[[ DATA FOR ANALYSIS, beginning ]]
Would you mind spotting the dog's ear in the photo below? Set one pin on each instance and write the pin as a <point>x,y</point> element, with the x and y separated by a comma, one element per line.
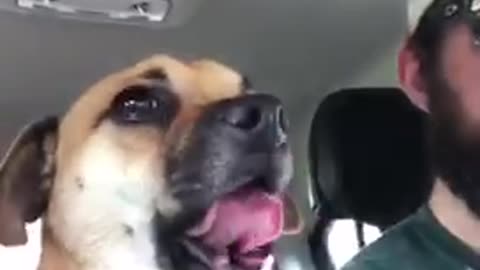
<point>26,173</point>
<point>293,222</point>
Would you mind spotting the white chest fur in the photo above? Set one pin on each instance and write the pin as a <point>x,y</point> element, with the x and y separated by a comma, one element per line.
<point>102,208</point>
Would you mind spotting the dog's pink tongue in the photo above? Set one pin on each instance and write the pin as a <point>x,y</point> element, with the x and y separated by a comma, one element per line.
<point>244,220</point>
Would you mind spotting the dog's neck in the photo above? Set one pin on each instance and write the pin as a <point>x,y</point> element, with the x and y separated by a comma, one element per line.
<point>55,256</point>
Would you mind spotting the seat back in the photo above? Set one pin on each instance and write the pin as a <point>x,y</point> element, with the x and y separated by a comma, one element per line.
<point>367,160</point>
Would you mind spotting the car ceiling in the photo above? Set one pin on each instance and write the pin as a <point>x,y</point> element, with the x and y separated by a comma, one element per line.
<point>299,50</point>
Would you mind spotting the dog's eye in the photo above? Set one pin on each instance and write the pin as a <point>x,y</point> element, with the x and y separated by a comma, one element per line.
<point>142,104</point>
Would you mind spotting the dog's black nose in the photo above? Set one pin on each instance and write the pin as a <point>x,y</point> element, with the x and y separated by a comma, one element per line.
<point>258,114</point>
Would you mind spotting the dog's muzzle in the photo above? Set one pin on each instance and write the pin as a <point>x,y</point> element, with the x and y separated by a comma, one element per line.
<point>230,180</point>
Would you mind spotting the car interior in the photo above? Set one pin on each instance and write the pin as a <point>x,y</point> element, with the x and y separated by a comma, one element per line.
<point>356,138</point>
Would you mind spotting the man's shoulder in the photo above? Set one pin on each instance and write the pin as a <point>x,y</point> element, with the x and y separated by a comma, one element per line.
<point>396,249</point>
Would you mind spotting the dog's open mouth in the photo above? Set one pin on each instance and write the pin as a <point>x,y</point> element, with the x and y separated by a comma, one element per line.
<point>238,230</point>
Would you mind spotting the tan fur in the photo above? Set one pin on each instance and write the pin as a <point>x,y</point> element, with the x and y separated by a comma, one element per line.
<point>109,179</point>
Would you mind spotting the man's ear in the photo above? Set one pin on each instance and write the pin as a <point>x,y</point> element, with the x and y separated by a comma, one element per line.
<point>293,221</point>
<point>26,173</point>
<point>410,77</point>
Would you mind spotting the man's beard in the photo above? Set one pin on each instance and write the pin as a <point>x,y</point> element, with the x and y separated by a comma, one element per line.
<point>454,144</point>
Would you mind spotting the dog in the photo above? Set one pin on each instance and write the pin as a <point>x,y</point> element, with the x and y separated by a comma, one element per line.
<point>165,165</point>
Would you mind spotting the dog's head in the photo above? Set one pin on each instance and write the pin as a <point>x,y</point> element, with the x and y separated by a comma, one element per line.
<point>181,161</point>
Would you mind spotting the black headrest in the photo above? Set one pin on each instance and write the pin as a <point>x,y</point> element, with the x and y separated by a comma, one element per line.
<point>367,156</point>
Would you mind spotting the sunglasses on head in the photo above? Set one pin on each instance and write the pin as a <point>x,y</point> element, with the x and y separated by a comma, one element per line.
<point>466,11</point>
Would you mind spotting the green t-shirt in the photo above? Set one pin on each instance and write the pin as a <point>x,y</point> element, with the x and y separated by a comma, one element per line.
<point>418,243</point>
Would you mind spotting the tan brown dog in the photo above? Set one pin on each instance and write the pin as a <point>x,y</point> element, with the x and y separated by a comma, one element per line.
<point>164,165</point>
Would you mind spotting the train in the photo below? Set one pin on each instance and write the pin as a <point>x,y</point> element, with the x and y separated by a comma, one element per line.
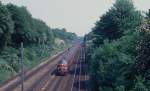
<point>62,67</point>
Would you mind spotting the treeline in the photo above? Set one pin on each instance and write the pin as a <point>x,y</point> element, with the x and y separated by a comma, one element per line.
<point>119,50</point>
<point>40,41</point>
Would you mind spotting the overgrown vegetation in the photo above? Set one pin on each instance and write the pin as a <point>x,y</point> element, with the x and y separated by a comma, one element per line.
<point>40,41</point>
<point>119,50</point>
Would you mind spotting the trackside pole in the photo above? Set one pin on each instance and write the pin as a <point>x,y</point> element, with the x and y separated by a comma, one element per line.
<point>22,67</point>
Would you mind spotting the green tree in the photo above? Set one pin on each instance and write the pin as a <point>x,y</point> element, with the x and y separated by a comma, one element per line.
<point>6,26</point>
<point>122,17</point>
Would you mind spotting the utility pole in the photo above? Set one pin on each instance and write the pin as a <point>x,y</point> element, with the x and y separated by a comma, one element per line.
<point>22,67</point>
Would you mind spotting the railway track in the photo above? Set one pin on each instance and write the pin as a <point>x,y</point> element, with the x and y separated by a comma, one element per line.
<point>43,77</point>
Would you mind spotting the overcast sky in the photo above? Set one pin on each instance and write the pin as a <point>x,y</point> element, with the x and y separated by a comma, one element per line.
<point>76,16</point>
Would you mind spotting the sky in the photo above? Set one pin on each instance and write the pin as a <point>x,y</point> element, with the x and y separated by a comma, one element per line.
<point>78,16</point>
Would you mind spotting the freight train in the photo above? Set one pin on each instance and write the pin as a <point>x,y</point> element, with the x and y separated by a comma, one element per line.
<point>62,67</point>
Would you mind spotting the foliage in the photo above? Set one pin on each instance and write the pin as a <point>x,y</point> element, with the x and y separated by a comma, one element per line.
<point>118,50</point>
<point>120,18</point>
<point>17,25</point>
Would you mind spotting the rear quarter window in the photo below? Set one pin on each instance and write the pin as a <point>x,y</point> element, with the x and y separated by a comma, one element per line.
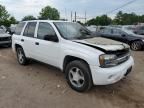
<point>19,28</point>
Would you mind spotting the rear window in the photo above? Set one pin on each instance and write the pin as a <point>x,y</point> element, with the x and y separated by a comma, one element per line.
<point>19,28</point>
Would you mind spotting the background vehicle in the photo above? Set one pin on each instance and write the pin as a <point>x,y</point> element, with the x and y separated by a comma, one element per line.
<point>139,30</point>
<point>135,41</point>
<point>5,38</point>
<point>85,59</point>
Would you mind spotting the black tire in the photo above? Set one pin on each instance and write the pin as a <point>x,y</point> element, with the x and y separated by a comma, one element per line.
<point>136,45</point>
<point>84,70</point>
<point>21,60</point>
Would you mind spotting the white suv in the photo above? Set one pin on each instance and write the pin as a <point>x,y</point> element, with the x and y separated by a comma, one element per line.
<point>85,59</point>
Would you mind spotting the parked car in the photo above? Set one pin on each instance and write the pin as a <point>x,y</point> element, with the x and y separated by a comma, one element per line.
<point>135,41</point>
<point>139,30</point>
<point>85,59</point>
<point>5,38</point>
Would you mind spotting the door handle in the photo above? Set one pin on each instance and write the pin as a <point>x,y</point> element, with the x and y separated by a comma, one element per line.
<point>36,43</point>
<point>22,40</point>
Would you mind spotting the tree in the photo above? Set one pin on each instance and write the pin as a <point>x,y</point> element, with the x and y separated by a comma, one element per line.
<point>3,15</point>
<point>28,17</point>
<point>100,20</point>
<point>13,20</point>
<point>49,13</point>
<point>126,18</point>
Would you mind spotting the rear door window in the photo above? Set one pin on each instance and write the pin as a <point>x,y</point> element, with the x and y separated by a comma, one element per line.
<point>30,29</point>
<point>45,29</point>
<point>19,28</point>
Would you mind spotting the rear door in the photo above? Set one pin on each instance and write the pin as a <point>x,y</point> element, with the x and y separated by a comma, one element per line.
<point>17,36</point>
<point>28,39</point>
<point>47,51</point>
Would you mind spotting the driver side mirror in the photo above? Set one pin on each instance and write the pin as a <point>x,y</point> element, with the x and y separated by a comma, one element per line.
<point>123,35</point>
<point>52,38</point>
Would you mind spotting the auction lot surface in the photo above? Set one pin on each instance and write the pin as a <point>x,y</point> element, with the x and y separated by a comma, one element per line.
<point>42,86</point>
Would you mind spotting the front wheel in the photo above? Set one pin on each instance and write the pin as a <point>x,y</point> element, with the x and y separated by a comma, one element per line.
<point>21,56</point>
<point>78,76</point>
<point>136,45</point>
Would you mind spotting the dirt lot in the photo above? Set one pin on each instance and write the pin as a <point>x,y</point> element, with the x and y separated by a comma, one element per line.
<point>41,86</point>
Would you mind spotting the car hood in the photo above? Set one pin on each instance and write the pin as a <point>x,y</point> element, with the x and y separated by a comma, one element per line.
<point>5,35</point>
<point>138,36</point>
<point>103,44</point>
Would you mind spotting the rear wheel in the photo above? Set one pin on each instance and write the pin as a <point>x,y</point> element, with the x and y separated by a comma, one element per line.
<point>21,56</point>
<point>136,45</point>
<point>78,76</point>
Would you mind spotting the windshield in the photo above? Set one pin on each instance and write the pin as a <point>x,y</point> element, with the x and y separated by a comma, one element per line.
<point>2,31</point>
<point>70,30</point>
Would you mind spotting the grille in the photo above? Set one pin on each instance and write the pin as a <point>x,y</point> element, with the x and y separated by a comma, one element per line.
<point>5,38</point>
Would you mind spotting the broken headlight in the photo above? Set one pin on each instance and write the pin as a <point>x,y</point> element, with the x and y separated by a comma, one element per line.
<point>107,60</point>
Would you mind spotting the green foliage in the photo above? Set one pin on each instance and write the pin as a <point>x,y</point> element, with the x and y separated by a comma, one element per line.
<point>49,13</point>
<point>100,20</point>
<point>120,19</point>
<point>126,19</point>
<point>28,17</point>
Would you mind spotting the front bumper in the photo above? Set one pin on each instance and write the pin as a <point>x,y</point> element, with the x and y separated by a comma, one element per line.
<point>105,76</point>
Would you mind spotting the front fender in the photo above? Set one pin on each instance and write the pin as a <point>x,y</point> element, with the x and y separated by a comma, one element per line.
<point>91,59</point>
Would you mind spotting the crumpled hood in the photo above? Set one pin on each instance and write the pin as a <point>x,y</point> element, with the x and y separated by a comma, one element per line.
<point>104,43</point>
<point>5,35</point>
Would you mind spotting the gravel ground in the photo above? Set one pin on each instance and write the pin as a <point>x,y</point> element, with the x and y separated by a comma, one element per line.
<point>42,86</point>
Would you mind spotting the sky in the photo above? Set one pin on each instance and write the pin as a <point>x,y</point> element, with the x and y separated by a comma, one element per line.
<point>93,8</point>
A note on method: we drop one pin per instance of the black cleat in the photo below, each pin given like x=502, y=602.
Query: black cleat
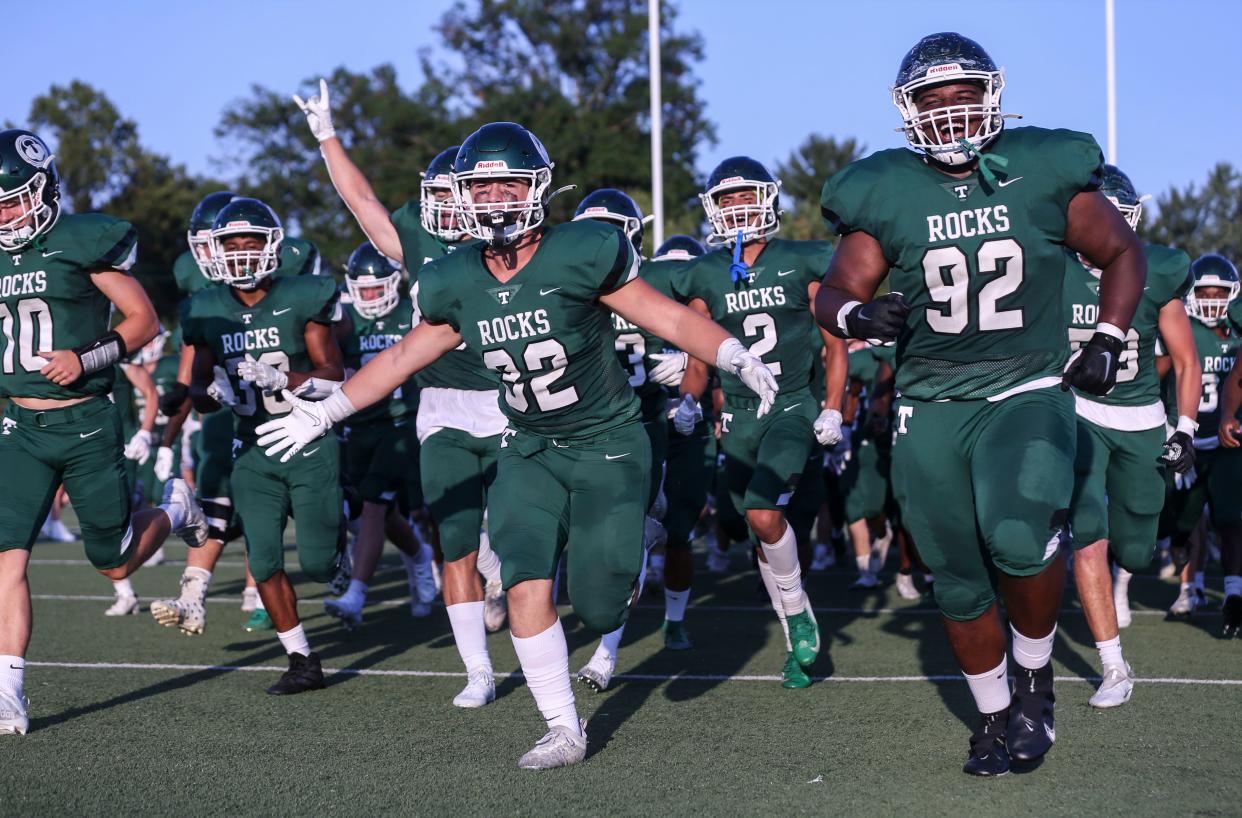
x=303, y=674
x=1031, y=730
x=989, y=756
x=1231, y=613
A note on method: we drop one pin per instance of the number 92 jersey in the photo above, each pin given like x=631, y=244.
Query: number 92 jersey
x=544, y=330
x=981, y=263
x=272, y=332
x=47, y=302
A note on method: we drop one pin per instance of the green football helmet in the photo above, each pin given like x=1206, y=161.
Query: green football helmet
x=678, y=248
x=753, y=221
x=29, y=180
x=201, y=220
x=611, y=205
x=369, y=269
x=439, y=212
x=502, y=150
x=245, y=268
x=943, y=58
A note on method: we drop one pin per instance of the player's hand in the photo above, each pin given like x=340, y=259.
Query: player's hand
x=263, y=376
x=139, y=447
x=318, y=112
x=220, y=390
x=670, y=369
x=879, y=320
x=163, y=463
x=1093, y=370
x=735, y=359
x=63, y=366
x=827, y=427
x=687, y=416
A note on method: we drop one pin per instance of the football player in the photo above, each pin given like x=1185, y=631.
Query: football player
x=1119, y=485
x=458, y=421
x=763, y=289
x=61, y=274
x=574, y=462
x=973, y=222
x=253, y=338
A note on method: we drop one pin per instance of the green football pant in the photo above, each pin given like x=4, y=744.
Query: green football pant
[[ DATA FOR ANALYSIS, end ]]
* EXERCISE *
When a line of the records has the word "method", pick it out and copy it.

* EXERCISE RESULT *
A note on method: we drop one pin per instance of the black cleat in the photo below, each pin given like x=502, y=602.
A note on method: we drop one pin per instance of the number 92 jersey in the photo above, each pin given like x=631, y=244.
A note on method: we drop one pin per instance of the green football helmet in the photo above, each pin given like x=1206, y=161.
A note on method: we drop one pin per instance of the player's hand in the photo above, each pin given like x=340, y=259.
A note on method: we drop one pin per instance of the football player in the photo above, each pin given like x=1185, y=631.
A note on method: we drop one pin per instance of the green football pant in the photo above, each pin given like x=4, y=744.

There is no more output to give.